- **Exercise brief**
Rewrite the passage of the atmospheric muography text below from "Atmospheric muography for" up to and including "the research project.", replacing "leading role" with "central role".
*** Supplied text ***
Atmospheric muography for imaging and monitoring tropic cyclones
Professor Jun Matsushima of the Department of Environment Systems in the Graduate School of Frontier Sciences played a leading role in the research project.
Large-scale solid bodies on Earth such as volcanoes and man-made pyramids have been visualized with solid earth muography, and the recently invented technique, acqueous muography, has already demonstrated its capability to visualize ocean tides and tsunami. In this work, atmospheric muography, a technique to visualize and monitor the vertical profile of tropic cyclones (TCs) is presented for the first time. The density distribution and time-dependent behavior of several TCs which had approached Kagoshima, Japan, has been investigated with muography. The resultant time-sequential images captured their warm cores, and their movements were consistent with the TC trails and barometric pressure variations observed at meteorological stations. By combining multidirectional muographic images with barometric data, we anticipate that muography will become a useful tool to monitor the three-dimensional density distribution of a targeted mesoscale convective system.
*** Material ***
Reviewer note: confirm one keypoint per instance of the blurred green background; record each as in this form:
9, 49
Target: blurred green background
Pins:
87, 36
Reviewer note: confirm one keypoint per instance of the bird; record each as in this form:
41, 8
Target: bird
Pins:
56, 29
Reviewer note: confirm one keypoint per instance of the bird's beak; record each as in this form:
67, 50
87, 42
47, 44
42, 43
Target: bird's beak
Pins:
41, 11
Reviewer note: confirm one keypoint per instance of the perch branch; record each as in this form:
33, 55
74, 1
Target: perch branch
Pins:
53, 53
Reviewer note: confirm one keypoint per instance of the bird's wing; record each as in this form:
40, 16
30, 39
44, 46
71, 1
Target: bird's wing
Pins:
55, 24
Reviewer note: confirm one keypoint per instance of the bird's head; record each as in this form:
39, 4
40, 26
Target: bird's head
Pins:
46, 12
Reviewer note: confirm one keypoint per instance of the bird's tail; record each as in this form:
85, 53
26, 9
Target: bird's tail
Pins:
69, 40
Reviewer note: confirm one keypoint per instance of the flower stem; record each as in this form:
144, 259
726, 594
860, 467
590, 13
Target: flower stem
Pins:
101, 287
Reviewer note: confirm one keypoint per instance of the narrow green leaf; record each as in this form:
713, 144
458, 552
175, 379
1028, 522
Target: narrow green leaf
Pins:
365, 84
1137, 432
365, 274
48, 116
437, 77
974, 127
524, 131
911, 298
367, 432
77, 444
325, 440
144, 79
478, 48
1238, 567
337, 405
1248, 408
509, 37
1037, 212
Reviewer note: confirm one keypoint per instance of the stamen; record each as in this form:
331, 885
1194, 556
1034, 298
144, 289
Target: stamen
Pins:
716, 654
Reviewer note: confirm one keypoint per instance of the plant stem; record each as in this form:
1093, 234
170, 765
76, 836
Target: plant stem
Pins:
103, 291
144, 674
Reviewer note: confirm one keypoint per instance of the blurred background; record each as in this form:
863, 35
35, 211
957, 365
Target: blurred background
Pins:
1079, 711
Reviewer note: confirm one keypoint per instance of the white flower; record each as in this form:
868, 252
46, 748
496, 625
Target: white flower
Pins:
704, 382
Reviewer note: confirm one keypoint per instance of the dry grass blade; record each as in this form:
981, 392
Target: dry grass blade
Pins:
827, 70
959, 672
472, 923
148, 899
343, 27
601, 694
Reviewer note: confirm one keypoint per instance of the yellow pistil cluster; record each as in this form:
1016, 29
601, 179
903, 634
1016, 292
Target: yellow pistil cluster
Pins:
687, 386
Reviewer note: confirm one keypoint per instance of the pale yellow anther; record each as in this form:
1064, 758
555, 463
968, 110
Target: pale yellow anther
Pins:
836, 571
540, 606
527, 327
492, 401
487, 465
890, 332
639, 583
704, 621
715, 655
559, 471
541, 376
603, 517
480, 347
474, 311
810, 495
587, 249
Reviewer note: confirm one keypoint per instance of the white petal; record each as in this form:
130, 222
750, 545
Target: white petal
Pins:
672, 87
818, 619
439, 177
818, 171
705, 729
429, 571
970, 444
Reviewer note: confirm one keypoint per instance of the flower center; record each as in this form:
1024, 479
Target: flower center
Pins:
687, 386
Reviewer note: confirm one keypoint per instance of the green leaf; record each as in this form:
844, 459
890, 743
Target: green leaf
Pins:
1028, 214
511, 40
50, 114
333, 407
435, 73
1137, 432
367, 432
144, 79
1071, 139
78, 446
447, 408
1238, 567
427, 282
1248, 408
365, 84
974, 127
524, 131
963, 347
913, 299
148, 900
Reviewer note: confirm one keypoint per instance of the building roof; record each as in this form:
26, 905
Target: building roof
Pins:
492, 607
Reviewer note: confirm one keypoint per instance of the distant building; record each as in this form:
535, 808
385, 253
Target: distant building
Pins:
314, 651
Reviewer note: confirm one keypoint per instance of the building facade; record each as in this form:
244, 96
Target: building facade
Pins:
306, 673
***
- **Answer to this task**
Atmospheric muography for imaging and monitoring tropic cyclones
Professor Jun Matsushima of the Department of Environment Systems in the Graduate School of Frontier Sciences played a central role in the research project.